● **Excerto do texto**:
━━━━

José Manuel Pureza
– Diário de Notícias, opinião
Diz a jornalista,
com o ar mais natural deste mundo: "Fulano tem um discurso mais
radicalizado, mais de esquerda." A coisa passa sem reparo e o ouvinte
constrói uma imagem acabada de Fulano. Nessa imagem, radicalismo e esquerda são
sinónimos e, implicitamente, direita e moderação também. Fulano diz que não
podemos pagar uma dívida como a que nos é exigida e é por isso um radical; já
Sicrano decide operar o maior corte de sempre na despesa social em Portugal
porque acha que é assim que tem que ser e é um moderado.
Portugal vive um
tempo dominado por estas estratégias de fabricação de um senso comum que
misturam sabiamente simplismo indolente com moralismo mesquinho. O País vive
amarrado a imagens e frases feitas, condenado a não as discutir. A força dessas
estratégias é aliás essa mesmo: as supostas verdades por elas produzidas são
tidas como absolutas e quem as questionar fica logo desqualificado como
extremista. Da mão cheia de exemplos, escolho duas dessas sentenças definitivas
sobre Portugal e a sua condição.

━━━━

● **Objetivo A**:
Devolva o trecho do excerto que vai desde "Portugal vive um" até "a sua condição.".
● **Objetivo B**:
Explique, em até três frases, onde reside, segundo o excerto, a força das estratégias de fabricação de um senso comum.
Os dados que se seguem provêm de outra fonte.

● **Dados fornecidos**:
━━━━

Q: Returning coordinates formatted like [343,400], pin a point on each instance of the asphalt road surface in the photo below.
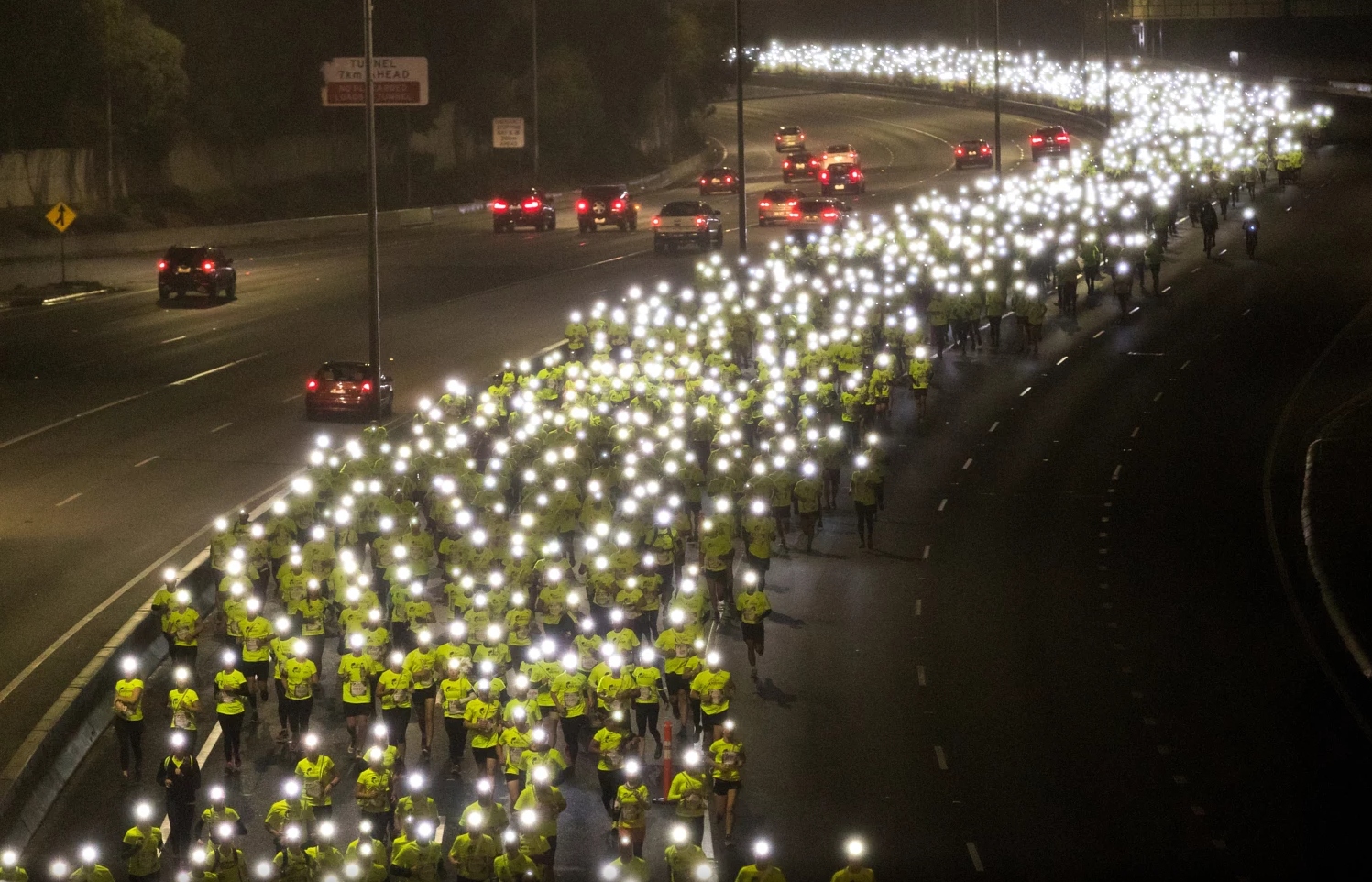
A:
[1071,655]
[127,425]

━━━━

● **Resposta escrita A**:
Portugal vive um
tempo dominado por estas estratégias de fabricação de um senso comum que
misturam sabiamente simplismo indolente com moralismo mesquinho. O País vive
amarrado a imagens e frases feitas, condenado a não as discutir. A força dessas
estratégias é aliás essa mesmo: as supostas verdades por elas produzidas são
tidas como absolutas e quem as questionar fica logo desqualificado como
extremista. Da mão cheia de exemplos, escolho duas dessas sentenças definitivas
sobre Portugal e a sua condição.

● **Resposta escrita B**:
A força dessas estratégias está em que as supostas verdades que produzem são tidas como absolutas. Por isso, quem as questionar fica logo desqualificado como extremista.